(Records from a data collection)
◆ ◆ ◆ ◆ ◆ ◆ ◆

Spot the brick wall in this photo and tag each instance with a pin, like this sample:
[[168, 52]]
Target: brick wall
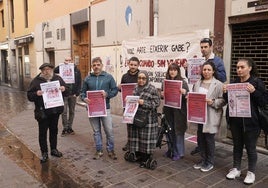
[[251, 40]]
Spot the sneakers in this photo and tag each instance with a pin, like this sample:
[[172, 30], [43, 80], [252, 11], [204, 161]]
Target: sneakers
[[206, 167], [195, 151], [198, 165], [70, 131], [56, 153], [233, 173], [112, 155], [250, 178], [44, 157], [125, 148], [98, 155], [168, 154], [64, 132]]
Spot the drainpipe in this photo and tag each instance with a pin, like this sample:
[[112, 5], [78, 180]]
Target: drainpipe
[[156, 10]]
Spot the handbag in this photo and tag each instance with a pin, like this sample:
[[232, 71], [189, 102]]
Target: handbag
[[263, 122], [39, 114], [263, 118], [140, 118]]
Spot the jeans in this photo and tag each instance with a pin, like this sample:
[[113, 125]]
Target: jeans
[[247, 138], [106, 122], [51, 123], [179, 145], [207, 145], [69, 103]]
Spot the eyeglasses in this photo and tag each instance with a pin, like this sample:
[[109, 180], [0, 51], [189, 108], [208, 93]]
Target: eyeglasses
[[142, 78]]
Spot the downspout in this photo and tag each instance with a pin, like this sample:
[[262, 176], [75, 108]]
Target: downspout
[[156, 11]]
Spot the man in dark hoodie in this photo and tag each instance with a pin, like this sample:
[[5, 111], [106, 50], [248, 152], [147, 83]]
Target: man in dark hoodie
[[69, 101]]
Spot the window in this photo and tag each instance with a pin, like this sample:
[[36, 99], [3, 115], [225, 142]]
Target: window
[[100, 28], [48, 34], [61, 34]]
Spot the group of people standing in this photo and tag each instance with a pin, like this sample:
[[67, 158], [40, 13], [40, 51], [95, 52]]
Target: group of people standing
[[142, 141]]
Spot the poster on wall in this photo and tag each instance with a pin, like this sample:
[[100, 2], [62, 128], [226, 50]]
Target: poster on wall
[[156, 53]]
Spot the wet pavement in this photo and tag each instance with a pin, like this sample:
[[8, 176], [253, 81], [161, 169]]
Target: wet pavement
[[77, 168]]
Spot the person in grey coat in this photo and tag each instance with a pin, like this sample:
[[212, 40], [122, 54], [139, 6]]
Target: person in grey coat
[[177, 118], [213, 88], [142, 141]]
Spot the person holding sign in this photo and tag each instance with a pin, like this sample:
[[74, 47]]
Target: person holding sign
[[96, 81], [209, 85], [142, 140], [245, 130], [130, 77], [206, 48], [72, 77], [46, 118], [177, 117]]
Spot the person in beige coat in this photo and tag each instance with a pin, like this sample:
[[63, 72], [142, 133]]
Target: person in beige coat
[[213, 89]]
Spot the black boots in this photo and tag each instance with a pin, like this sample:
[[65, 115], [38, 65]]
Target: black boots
[[56, 153], [44, 157]]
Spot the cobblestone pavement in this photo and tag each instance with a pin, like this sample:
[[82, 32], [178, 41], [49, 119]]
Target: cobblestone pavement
[[77, 163], [12, 170]]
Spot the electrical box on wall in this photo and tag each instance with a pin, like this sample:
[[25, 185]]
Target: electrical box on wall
[[240, 7]]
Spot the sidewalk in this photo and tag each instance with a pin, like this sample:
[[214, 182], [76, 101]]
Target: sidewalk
[[78, 164]]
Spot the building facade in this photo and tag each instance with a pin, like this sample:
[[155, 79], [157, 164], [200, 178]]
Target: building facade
[[34, 32]]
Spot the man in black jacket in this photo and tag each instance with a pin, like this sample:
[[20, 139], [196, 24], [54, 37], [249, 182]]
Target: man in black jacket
[[130, 77], [46, 118], [74, 86]]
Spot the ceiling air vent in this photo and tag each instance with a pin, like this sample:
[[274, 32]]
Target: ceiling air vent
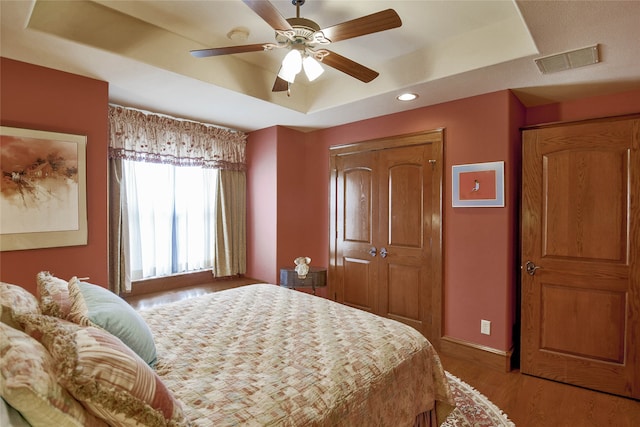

◆ ◆ ◆ ◆ ◆ ◆ ◆

EXERCISE DESCRIPTION = Rewrite the part of the rows that opens with the line containing "Spot the drainpipe" and closes with the line containing "[[156, 11]]", both lines included, keeping the requests. Shift every coordinate in the answer pins by adding 7 to it, and leave the requests and their sample points unchanged.

FULL OUTPUT =
Spot the drainpipe in this photo and tag each instance with a pin, like this sample:
[[112, 5], [78, 180]]
Target: drainpipe
[[163, 17]]
Spot the handbag in this photo and tag each instance with a pin, like this sample:
[[232, 71], [189, 102]]
Target: handbag
[[270, 129], [46, 121], [270, 125], [147, 125]]
Spot the jeans in this photo and tag each instance with a pin, like this sample:
[[113, 125]]
Target: jeans
[[254, 145], [113, 129], [58, 130], [186, 152], [214, 152], [76, 110]]
Spot the eyeglasses in this photo and tag each instance with a pin, like this sample:
[[109, 180], [0, 51], [189, 108], [208, 93]]
Target: eyeglasses
[[149, 85]]
Spot the downspout in this photo and tag each instance with a pin, like this sample:
[[262, 176], [75, 108]]
Target: downspout
[[163, 18]]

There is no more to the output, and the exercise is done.